▶ Task statement: Show every line of the items below that contains the word "fireplace", treating uppercase and lowercase letters as different.

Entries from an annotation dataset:
---

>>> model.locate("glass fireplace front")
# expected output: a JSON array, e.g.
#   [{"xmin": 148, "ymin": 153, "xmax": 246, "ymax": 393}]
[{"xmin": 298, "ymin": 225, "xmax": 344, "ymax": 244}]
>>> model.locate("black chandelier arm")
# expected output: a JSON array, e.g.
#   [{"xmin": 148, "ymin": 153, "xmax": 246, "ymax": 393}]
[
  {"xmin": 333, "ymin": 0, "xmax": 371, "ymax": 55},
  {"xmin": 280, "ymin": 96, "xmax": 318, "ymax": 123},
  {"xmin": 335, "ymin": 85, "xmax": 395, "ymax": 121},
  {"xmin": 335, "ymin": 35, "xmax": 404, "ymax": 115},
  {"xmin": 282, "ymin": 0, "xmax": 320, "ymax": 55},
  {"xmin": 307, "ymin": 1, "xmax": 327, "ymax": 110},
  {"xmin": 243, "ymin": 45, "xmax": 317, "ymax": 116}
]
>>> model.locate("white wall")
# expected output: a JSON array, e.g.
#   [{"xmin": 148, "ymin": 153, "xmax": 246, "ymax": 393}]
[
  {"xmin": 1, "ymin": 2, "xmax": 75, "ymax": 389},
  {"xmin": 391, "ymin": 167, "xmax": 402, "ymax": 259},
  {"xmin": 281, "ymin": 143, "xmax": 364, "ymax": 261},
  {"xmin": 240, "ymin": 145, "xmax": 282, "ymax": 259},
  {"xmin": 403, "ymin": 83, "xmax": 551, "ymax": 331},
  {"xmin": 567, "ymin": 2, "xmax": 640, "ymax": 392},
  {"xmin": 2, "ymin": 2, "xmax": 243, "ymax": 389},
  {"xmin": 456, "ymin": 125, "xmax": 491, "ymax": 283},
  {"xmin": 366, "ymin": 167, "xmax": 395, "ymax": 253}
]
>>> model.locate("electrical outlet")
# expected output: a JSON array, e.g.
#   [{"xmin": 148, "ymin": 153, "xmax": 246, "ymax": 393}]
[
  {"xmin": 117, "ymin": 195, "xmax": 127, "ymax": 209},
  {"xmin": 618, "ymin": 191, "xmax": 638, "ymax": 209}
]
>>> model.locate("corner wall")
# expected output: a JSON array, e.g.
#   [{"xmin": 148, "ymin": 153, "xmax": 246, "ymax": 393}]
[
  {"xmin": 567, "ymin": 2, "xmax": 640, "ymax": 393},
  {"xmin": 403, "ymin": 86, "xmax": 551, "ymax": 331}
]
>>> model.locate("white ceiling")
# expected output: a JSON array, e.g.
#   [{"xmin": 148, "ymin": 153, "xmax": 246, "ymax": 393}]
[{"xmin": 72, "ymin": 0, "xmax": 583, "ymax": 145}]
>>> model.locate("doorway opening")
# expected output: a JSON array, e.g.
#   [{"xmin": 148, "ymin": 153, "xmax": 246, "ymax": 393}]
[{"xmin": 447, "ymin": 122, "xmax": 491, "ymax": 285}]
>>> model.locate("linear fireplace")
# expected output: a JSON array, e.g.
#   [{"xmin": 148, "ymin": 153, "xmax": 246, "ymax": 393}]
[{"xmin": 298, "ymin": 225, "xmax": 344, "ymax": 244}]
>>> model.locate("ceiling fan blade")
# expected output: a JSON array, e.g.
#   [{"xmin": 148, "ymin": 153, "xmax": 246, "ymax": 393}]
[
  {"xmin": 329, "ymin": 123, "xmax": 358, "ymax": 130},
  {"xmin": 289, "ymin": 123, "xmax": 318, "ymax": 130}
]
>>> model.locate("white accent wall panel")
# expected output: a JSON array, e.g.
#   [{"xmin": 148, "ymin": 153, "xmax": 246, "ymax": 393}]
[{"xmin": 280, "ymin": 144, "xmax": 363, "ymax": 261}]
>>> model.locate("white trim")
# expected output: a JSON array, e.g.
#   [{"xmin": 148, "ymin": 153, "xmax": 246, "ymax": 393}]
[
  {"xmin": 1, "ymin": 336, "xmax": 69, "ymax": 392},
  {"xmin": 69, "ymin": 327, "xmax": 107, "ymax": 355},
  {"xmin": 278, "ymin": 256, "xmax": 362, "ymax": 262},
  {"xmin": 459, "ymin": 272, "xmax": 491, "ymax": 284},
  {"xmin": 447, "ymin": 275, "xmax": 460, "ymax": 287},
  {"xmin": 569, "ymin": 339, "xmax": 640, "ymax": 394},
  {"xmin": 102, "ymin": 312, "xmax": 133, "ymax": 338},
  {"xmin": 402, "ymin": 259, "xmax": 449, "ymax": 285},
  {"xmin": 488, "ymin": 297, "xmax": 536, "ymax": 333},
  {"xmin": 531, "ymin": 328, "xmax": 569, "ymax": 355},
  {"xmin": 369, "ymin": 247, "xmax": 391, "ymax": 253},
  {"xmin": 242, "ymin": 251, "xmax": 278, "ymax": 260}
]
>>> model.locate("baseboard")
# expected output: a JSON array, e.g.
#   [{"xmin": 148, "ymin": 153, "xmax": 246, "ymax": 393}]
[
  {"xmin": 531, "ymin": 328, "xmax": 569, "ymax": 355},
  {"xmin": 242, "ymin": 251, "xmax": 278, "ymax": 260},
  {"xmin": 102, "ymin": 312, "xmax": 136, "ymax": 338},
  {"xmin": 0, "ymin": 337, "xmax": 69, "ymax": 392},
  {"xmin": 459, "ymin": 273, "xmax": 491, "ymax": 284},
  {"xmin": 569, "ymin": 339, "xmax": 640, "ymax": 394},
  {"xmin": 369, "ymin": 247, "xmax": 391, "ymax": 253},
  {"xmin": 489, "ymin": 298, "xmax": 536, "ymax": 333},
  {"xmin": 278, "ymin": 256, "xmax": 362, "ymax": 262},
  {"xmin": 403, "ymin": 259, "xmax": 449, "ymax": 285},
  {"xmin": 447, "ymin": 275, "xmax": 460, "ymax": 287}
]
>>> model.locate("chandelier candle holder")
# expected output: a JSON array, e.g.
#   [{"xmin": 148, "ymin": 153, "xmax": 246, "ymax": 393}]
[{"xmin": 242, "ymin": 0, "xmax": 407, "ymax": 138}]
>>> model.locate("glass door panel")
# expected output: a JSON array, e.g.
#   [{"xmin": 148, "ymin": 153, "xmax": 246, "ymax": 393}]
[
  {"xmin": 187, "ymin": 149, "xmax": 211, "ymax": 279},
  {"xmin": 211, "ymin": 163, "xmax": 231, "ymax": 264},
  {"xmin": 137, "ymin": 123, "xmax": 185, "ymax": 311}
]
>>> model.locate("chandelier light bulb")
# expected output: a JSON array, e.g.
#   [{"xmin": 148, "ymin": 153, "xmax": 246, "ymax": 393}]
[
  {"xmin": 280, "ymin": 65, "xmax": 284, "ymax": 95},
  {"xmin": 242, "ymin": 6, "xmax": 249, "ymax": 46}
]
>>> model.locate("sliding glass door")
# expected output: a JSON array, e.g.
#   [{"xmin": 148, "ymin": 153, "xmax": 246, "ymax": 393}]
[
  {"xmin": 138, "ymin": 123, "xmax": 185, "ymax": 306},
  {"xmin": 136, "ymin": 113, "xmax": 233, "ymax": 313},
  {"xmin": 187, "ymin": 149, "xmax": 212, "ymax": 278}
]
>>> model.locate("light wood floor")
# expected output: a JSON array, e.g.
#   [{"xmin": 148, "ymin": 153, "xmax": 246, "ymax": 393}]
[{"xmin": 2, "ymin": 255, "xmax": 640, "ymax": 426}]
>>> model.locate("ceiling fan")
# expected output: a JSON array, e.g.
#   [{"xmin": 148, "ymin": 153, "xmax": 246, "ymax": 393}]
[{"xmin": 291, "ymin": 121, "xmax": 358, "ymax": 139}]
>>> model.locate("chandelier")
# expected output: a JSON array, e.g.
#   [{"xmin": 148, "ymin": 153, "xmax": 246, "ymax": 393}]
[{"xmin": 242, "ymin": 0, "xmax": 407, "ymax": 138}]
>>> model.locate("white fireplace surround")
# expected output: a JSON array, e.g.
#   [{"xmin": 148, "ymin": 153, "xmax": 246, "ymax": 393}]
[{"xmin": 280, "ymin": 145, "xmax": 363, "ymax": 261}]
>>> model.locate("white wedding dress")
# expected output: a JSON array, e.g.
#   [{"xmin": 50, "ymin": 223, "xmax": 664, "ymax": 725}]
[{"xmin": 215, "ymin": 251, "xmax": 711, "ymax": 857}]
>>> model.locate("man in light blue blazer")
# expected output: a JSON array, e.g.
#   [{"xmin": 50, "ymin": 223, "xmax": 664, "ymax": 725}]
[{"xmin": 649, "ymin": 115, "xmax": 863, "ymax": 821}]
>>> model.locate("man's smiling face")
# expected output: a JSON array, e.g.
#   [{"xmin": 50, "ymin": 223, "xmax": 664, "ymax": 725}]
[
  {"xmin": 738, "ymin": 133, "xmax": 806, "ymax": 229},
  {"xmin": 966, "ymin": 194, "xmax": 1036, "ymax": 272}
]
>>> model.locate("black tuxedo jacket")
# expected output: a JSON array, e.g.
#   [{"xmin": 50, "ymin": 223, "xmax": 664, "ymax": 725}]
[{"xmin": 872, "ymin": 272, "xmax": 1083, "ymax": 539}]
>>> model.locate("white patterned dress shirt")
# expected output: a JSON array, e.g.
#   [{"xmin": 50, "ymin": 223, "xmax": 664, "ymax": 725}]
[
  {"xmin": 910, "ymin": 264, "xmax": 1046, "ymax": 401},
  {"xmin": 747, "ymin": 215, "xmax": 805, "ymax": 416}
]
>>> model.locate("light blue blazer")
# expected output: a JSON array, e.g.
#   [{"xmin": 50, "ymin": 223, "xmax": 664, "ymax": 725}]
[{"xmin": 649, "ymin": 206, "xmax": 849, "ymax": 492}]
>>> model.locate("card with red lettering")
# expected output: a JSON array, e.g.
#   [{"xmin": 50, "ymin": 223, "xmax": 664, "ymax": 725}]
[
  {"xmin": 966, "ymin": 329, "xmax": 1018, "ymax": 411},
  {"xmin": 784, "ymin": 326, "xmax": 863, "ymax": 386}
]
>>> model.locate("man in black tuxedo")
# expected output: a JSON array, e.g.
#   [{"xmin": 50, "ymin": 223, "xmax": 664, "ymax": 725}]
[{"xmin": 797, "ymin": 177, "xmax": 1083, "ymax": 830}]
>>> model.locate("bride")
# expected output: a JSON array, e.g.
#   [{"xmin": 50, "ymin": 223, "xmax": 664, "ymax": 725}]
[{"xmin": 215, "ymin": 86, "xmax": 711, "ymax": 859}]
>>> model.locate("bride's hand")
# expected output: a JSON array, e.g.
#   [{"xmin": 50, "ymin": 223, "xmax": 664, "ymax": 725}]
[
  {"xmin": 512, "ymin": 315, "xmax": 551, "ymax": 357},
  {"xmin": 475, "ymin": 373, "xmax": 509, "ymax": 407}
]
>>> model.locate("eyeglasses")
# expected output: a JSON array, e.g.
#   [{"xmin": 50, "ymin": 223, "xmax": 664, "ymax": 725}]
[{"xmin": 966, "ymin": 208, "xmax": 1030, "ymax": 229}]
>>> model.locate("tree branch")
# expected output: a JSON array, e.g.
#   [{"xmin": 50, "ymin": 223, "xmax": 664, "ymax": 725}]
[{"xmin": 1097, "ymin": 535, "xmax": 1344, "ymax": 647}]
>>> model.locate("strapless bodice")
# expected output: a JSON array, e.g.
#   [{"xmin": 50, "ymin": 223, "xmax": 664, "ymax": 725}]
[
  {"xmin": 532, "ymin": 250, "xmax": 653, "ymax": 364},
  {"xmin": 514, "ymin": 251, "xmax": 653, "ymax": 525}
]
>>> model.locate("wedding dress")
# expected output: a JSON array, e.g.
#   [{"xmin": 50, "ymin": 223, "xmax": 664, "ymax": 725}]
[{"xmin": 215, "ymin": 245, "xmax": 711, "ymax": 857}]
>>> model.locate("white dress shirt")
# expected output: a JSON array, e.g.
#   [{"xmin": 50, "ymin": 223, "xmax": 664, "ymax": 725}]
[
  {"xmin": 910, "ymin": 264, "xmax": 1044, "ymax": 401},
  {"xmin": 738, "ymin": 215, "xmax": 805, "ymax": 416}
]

---

▶ Response for this exercise:
>>> model.locate("glass fireplace front")
>>> model.locate("linear fireplace")
>>> model.locate("white fireplace surround")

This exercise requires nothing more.